# [WHAT THE TASK ASKS]
How many lines in the listing below contain the string "badge"? Reply with the number alone.

# [ENTRIES]
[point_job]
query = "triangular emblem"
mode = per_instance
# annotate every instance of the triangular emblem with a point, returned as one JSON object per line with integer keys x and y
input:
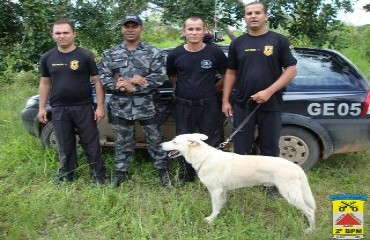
{"x": 348, "y": 219}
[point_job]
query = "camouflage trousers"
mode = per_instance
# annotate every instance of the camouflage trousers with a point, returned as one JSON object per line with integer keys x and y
{"x": 125, "y": 146}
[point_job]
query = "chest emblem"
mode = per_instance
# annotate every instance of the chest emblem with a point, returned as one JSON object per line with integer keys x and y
{"x": 74, "y": 65}
{"x": 268, "y": 50}
{"x": 206, "y": 64}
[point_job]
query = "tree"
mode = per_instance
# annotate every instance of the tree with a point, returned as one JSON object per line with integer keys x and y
{"x": 313, "y": 20}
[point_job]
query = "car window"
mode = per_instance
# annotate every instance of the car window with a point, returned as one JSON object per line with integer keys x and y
{"x": 317, "y": 70}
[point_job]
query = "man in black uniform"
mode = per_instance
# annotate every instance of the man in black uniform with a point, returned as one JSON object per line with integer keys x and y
{"x": 193, "y": 69}
{"x": 66, "y": 72}
{"x": 255, "y": 72}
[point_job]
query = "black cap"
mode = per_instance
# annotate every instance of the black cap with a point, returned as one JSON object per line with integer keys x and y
{"x": 131, "y": 18}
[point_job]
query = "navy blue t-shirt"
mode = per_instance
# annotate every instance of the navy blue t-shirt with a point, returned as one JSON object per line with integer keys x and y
{"x": 70, "y": 74}
{"x": 259, "y": 62}
{"x": 196, "y": 71}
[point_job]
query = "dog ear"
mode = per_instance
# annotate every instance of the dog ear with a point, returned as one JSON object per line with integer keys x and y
{"x": 200, "y": 136}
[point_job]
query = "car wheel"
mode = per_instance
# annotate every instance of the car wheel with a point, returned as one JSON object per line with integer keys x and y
{"x": 299, "y": 146}
{"x": 48, "y": 137}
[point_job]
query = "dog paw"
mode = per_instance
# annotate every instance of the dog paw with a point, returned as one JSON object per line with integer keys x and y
{"x": 308, "y": 230}
{"x": 209, "y": 219}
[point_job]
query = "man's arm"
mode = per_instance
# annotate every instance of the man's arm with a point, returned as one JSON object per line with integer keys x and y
{"x": 284, "y": 79}
{"x": 99, "y": 113}
{"x": 228, "y": 85}
{"x": 44, "y": 91}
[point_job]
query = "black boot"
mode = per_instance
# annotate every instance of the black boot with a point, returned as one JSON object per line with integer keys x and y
{"x": 119, "y": 178}
{"x": 164, "y": 175}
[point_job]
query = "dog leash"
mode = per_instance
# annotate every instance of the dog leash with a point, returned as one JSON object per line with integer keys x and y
{"x": 241, "y": 125}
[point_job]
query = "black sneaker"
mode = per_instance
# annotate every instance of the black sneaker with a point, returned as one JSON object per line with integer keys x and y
{"x": 164, "y": 175}
{"x": 119, "y": 178}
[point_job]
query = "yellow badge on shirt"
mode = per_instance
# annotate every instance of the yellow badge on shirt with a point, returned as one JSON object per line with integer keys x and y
{"x": 74, "y": 64}
{"x": 268, "y": 50}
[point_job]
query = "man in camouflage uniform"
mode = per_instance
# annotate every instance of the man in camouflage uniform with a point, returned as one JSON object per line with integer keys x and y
{"x": 131, "y": 71}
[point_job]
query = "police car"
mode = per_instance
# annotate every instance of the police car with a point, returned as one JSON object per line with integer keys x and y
{"x": 326, "y": 111}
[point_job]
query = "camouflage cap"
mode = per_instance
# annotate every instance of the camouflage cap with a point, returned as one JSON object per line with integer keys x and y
{"x": 131, "y": 18}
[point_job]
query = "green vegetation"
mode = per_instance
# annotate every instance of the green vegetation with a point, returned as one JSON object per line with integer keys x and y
{"x": 32, "y": 207}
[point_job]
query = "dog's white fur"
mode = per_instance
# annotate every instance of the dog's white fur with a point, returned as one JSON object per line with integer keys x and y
{"x": 221, "y": 171}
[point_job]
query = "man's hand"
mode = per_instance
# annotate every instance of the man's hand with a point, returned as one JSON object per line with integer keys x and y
{"x": 227, "y": 109}
{"x": 139, "y": 80}
{"x": 262, "y": 96}
{"x": 122, "y": 83}
{"x": 99, "y": 113}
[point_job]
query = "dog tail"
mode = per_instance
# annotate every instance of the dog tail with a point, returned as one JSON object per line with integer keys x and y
{"x": 308, "y": 197}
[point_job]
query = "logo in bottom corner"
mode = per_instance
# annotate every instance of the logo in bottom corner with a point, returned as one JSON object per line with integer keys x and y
{"x": 348, "y": 216}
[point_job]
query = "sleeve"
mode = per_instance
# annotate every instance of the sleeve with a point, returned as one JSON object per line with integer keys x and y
{"x": 43, "y": 69}
{"x": 105, "y": 72}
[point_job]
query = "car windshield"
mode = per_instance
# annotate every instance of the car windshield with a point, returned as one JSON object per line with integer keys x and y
{"x": 322, "y": 72}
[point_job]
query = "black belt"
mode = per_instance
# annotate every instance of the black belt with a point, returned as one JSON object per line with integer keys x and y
{"x": 130, "y": 94}
{"x": 198, "y": 102}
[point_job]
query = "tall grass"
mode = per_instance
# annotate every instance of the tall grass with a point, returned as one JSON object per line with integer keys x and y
{"x": 32, "y": 207}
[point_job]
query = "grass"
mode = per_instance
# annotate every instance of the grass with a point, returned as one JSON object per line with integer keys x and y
{"x": 32, "y": 207}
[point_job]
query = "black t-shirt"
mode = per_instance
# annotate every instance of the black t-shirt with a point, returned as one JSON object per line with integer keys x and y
{"x": 196, "y": 71}
{"x": 259, "y": 62}
{"x": 70, "y": 74}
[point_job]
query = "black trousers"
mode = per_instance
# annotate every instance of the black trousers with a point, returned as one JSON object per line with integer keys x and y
{"x": 67, "y": 121}
{"x": 269, "y": 126}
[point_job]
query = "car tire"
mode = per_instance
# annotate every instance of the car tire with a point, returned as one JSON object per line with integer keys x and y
{"x": 299, "y": 146}
{"x": 48, "y": 137}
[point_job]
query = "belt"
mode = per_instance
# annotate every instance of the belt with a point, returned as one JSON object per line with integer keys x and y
{"x": 198, "y": 102}
{"x": 129, "y": 94}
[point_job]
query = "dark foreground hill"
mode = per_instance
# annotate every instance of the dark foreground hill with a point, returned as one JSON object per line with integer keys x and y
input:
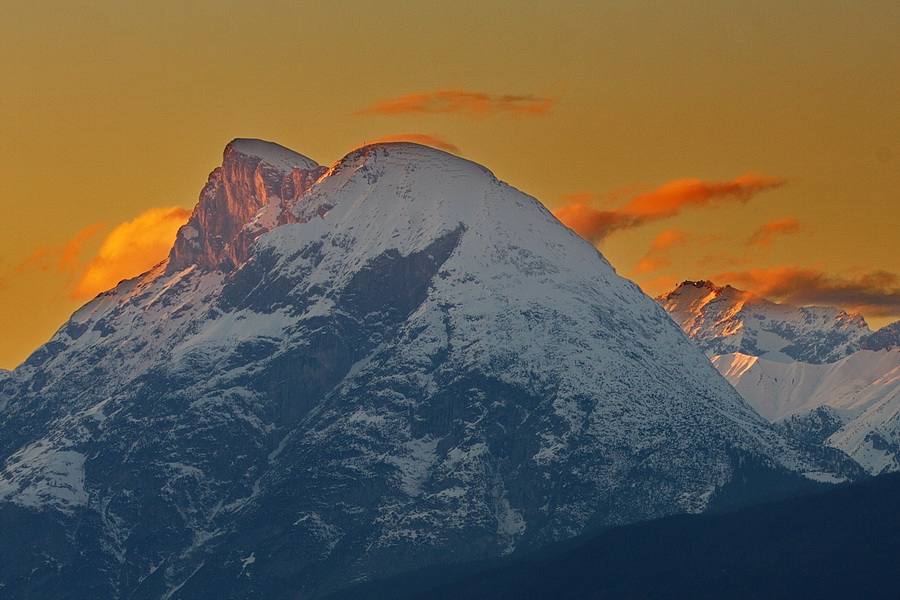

# [OUTPUT]
2